Quoted text →
+++++

I love telling stories using my Tableau Public dashboards. I have a whole post written about Telling a Story with Your Data. But those are all fairly static dashboards where I have the data, have the story, and am telling it to you. Business dashboards are different; I’m thinking of the dashboards that are usually connected to a live data source, have multiple filters, and in general are created so users can monitor some aspect of their business. It can be easy to think there’s no way to tell a story in business dashboards; instead, they should be used for finding stories. However, if our dashboards don’t tell the story of the business as it is now, our users will never find the important stories that will improve the business. Why do I think that? And how is that possible?

In a story, there needs to be focus on the core message, the values, the analysis, the identity, and the action, as this image from J. Moreno (2015) outlines. All of these are important for our business dashboards, as outlined below.

Image of the developmental questions use to tell a story
  • Core: Keep your dashboards within the company-brand style guide, include company/department logos, and give your dashboard titles that tell your users what to expect.
  • Values: Include metrics that reflect and drive the values, mission, and vision of the company or department. We’re in a numbers business, which can be seen as cold and analytical. Let’s remember that the numbers represent real people, real ideas, real products, and treat them as such in our analyses.
  • Analysis: Lots of decisions get made around common assumptions; include metrics that will inform those assumptions, even if they disrupt them.
  • Identity: Are there benchmark or comparison data you can include that will identify where your company stands? These can be used to celebrate where you are or give targets on where you want to go.
  • Action: How can you arrange your metrics in way that get people to take action based on the data? Can you add more text to the dashboard to help orient people to what the data are saying so they can quickly see key findings?

When I have created business dashboards for clients, I spend a lot of time working with the subject matter experts, learning about their needs to be sure I build a dashboard they can use. However, I was noticing that I was still getting really low engagement; I built the dashboard, trained them on how to use it, and then no one opened it again. When I asked them why, I was told “I can’t find the story in this.” I learned that there can be a huge disconnect between analysts and the subject matter experts when it comes to knowing how to use and read a dashboard. Data literacy, graphicacy … whatever you want to call it, we may be experts but our clients aren’t necessarily. And that’s ok; it’s our job to be the expert. But it’s also our job to give the client what they need in a way they can understand. I’ve been specifically asked to build monitoring dashboards that tell a story; not just a group of charts that people can look at.

Dashboards are intuitive for analysts, but many end users aren’t analysts. We may scoff a little when a client insists on a pie chart, but it’s important to remember that we all grew up seeing pizzas, pies, etc. and we know that a bigger slice is better. We also know how to look at stacks of things like books; this is why bar charts are so easy to understand. But line charts aren’t necessarily as intuitive to everyone. Data viz was meant to translate numbers to pictures, but that translation is easy to get lost. Hieroglyphics are 100% pictures but I don’t know what they say. Text can be the bridge to help people understand what they’re looking at. The order of charts can help people understand the context of the numbers. While our dashboards may not tell THE ONE important story, it does tell the story of the business and from there clients can find the key stories they can act on to improve the business.

+++++

Return the part of the passage on business dashboards that opens with the words containing "Image of the" and closes with "what to expect.", copied word for word.

[Records from a point labeling set]
+++++

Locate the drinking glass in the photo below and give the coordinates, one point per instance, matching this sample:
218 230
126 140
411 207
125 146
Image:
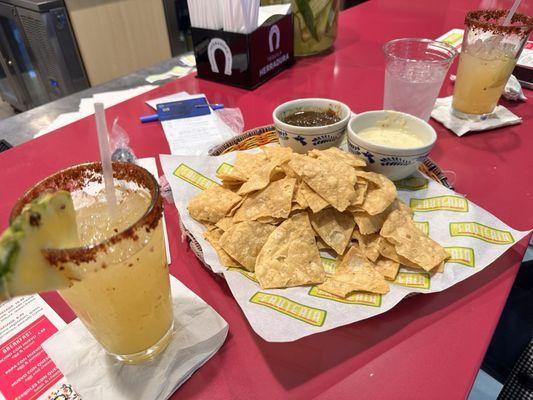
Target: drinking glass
488 57
123 295
414 72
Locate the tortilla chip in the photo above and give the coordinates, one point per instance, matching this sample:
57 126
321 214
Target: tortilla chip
322 245
289 172
299 196
439 268
380 194
387 250
258 179
290 256
212 204
232 177
244 240
411 243
372 223
333 180
369 244
388 268
355 273
213 237
314 201
225 223
273 201
368 224
277 154
270 220
336 153
335 228
360 193
248 163
401 206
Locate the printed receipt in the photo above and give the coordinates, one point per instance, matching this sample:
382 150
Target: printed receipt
26 371
193 135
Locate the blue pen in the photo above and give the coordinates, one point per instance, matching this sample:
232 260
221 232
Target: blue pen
155 117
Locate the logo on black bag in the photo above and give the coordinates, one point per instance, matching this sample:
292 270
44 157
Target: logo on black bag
274 30
219 44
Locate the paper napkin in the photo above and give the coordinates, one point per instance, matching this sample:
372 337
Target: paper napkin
198 334
442 112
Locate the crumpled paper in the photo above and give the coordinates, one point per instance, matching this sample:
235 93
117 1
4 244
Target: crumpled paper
198 334
442 112
474 237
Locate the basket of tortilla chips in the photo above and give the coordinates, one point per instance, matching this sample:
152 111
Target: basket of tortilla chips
263 136
309 242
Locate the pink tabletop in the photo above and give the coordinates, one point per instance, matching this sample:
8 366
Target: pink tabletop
429 346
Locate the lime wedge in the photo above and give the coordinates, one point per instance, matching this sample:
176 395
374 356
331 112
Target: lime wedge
49 221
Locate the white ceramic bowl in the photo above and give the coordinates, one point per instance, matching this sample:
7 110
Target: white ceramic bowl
392 162
302 139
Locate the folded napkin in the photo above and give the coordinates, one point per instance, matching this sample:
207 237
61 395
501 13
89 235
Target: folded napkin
198 334
442 112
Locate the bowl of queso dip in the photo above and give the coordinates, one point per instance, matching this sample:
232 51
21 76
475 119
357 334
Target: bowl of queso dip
392 143
314 123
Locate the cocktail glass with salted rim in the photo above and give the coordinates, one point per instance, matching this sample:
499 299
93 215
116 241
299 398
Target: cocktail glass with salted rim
117 268
489 53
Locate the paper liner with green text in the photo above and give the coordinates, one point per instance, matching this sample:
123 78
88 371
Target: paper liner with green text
473 237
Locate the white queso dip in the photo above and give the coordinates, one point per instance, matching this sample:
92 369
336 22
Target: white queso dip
390 136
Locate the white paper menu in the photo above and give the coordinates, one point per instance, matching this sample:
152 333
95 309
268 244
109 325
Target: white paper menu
26 371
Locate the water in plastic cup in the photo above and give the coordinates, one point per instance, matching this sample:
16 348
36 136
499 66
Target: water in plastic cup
414 72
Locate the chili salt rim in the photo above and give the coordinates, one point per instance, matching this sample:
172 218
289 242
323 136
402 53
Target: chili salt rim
74 178
473 20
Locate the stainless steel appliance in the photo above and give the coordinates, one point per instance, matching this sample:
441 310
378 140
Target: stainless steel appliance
178 25
39 58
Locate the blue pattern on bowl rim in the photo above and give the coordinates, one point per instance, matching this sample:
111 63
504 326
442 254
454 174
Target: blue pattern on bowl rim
300 139
283 135
386 160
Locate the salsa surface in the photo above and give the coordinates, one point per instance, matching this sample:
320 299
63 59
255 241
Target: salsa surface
312 118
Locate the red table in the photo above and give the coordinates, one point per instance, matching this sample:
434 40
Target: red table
429 346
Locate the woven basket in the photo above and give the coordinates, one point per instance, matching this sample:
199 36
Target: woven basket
267 134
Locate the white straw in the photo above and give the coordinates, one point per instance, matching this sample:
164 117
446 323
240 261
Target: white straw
511 12
105 155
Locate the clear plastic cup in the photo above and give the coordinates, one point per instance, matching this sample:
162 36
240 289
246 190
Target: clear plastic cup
488 57
414 72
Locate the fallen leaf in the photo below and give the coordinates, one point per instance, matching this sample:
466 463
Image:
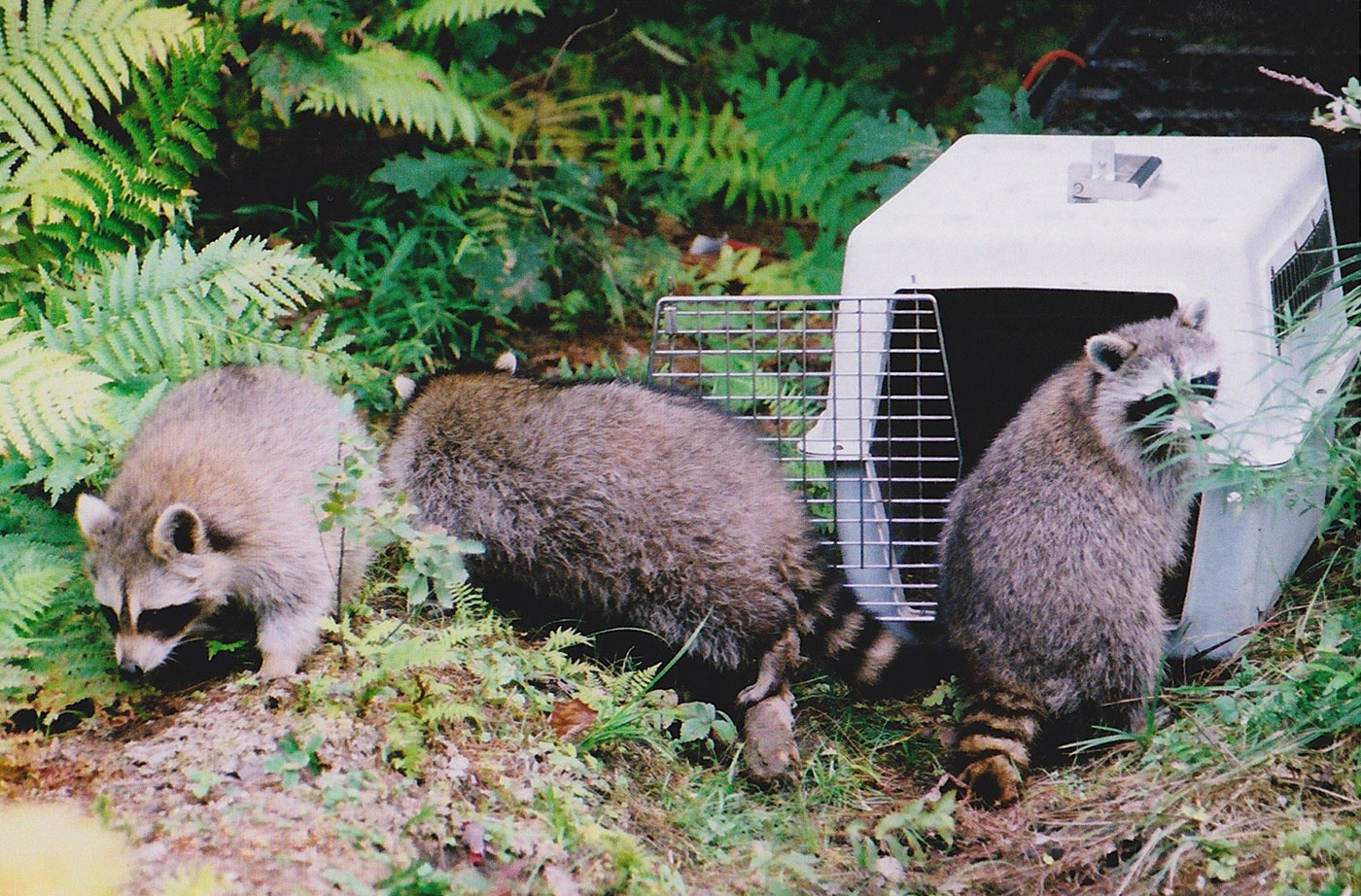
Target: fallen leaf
473 838
560 881
571 718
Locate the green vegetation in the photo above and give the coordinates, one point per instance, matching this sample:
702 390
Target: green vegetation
356 190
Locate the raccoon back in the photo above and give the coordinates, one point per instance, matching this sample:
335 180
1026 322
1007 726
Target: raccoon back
1054 548
622 501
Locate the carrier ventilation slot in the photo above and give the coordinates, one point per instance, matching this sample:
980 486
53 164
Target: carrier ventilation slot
1304 278
878 500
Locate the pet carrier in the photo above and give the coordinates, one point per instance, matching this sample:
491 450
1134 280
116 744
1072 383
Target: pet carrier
986 273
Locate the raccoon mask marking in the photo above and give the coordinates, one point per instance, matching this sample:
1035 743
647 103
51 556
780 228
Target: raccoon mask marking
1057 544
213 513
154 605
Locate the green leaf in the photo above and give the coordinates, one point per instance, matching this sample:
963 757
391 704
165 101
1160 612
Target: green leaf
408 174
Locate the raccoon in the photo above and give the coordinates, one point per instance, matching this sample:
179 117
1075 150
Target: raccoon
1055 545
642 508
214 506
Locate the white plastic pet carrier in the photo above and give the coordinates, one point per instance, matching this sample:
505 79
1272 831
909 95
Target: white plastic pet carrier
986 273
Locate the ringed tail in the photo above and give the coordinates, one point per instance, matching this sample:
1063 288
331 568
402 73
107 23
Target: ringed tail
861 649
994 742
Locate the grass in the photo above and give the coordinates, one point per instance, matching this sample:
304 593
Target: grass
451 753
1251 784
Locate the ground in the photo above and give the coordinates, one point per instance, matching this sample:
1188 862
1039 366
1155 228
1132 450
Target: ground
543 774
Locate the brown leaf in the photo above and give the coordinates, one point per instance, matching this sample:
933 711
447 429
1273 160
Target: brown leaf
560 881
473 839
571 718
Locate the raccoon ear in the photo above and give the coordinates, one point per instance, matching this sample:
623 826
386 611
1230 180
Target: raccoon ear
1194 316
1108 351
94 517
177 531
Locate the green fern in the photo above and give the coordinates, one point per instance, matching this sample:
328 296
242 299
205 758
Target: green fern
782 150
173 312
48 400
387 84
104 188
439 14
60 60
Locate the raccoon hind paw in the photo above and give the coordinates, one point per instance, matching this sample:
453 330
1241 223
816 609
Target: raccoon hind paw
994 780
771 750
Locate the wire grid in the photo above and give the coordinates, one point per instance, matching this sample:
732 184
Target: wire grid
772 360
1303 278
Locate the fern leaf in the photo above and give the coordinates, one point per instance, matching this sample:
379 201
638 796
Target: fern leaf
439 14
384 84
172 310
48 398
31 572
56 60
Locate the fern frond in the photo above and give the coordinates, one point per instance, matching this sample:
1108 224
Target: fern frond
47 397
384 84
439 14
31 572
60 60
785 150
173 312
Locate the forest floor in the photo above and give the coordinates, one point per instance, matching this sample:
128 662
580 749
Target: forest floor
462 757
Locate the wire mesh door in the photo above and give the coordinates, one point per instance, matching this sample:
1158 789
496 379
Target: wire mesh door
853 395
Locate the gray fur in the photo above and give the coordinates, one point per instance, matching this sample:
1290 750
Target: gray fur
214 500
1057 544
637 508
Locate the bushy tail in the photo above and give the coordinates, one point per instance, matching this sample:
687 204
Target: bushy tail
863 650
995 738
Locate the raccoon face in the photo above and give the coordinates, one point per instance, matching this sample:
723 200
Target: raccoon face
1157 380
153 590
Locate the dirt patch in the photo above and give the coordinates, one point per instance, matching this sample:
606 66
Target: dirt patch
271 800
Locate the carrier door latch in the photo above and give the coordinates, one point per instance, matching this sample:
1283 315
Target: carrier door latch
1112 174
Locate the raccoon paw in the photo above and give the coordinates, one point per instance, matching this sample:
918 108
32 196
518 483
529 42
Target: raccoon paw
994 780
276 667
771 749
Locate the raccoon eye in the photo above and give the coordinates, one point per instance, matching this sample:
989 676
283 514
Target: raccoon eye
1206 387
167 620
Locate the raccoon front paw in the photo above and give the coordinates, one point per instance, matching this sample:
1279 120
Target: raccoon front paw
994 780
771 750
275 667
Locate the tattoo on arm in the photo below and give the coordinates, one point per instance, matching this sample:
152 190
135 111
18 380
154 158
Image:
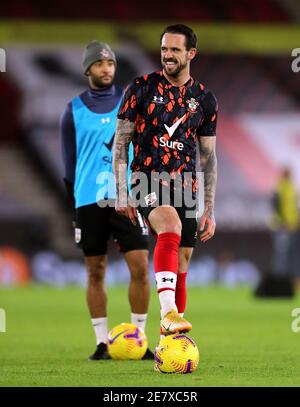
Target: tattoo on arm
208 163
124 132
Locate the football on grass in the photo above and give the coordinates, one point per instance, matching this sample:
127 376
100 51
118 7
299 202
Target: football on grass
176 354
127 342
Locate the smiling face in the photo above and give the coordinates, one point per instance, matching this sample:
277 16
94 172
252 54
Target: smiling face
175 58
101 74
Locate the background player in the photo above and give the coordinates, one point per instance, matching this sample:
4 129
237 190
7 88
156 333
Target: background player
164 114
87 132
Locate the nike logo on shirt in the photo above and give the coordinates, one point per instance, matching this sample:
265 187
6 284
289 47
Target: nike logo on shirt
172 129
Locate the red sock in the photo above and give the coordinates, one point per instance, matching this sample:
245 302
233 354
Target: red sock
166 266
166 252
180 295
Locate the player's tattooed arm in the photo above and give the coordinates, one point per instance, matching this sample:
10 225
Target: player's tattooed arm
208 164
124 133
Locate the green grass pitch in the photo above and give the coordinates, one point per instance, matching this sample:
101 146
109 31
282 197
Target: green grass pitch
242 341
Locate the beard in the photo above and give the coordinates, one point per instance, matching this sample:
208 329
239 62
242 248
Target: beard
102 81
175 69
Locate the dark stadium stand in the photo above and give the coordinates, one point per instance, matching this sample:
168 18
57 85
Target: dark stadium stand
215 10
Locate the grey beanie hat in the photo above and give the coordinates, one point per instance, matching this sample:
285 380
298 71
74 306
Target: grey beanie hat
96 51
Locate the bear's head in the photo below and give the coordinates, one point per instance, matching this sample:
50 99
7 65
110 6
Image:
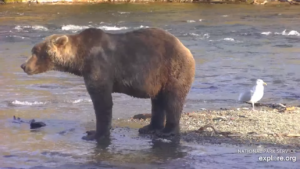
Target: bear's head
53 53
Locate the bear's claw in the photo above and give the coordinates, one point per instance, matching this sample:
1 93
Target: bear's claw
164 134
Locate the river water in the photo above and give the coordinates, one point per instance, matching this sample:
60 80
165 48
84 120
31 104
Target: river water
233 45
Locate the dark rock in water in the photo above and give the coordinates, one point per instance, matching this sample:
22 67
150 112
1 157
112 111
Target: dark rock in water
142 116
35 125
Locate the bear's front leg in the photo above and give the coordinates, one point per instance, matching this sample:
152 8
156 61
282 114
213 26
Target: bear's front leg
102 102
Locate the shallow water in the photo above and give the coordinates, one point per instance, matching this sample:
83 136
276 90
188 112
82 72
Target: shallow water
232 45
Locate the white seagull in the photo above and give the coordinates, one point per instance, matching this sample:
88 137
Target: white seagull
255 94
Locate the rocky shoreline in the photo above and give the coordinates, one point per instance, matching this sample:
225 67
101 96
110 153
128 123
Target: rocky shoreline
269 126
252 2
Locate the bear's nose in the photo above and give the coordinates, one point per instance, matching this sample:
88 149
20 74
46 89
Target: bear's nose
23 66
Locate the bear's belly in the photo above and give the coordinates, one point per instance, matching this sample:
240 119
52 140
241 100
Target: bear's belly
132 92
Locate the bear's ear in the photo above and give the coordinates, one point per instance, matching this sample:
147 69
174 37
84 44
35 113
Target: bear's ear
61 40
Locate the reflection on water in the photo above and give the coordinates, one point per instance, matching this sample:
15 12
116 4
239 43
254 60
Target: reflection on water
232 46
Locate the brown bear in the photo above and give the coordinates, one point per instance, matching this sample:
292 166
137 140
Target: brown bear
145 63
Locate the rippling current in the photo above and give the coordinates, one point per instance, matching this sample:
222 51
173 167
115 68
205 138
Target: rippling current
233 45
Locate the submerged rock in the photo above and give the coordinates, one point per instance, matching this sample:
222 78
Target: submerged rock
33 123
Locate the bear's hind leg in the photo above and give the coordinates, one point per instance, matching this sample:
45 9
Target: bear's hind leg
173 104
102 102
157 118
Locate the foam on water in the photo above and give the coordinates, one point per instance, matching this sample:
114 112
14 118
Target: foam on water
190 21
228 39
124 13
73 27
284 32
17 102
266 33
291 33
34 27
81 100
112 28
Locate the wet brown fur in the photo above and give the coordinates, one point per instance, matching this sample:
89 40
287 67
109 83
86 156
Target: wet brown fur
145 63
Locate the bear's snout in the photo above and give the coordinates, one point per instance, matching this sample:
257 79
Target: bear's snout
23 66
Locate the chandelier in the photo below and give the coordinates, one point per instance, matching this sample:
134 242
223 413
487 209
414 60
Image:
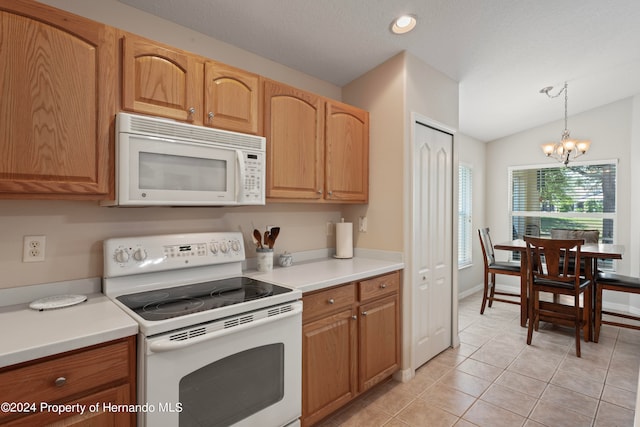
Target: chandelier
568 148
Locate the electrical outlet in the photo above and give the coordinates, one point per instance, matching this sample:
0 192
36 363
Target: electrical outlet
33 248
331 227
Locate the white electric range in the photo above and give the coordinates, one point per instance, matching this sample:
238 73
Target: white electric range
215 348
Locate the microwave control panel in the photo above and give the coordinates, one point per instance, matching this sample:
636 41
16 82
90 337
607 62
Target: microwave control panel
254 177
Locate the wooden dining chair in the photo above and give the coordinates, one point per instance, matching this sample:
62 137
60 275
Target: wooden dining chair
618 283
493 267
548 273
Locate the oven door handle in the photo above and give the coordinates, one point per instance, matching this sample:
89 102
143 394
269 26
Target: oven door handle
166 344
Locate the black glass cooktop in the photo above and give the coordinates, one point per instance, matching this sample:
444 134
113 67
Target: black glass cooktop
181 300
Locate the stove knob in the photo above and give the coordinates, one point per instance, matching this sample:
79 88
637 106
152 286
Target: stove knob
121 255
140 254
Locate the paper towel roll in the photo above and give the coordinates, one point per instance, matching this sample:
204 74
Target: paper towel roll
344 240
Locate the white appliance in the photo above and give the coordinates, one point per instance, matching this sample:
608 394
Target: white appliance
162 162
215 348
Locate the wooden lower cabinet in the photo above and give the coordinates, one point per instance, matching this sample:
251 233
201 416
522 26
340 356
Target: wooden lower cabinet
379 341
329 367
95 378
350 342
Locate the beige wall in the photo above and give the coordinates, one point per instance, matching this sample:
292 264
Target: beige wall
381 92
119 15
75 230
392 92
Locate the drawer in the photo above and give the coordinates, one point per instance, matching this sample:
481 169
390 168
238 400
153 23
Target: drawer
74 373
379 286
328 300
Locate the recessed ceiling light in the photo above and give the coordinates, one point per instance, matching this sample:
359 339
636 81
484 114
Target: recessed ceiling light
403 24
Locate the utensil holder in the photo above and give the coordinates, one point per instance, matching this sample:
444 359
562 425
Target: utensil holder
286 259
265 259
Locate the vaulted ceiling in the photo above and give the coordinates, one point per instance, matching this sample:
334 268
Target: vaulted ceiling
502 52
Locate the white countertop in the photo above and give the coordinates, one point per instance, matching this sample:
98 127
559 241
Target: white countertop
313 275
29 334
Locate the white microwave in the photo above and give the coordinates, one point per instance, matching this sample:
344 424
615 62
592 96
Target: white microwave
162 162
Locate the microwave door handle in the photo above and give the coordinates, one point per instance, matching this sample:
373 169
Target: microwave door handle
240 176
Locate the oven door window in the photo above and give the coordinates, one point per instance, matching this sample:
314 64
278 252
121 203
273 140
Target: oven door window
232 389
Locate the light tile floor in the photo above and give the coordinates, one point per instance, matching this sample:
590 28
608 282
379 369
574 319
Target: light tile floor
495 379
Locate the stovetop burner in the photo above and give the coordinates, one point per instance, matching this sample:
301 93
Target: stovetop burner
182 300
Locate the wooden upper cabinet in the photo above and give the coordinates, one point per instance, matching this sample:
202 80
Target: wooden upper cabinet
231 98
58 76
160 80
347 152
294 123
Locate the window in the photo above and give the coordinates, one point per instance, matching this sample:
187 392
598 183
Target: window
577 197
465 233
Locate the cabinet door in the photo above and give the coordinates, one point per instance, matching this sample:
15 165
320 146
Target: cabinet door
231 98
328 365
294 123
379 341
347 153
57 103
160 80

+++++

Answer to the task →
Image of the developmental questions use to tell a story
  • Core: Keep your dashboards within the company-brand style guide, include company/department logos, and give your dashboard titles that tell your users what to expect.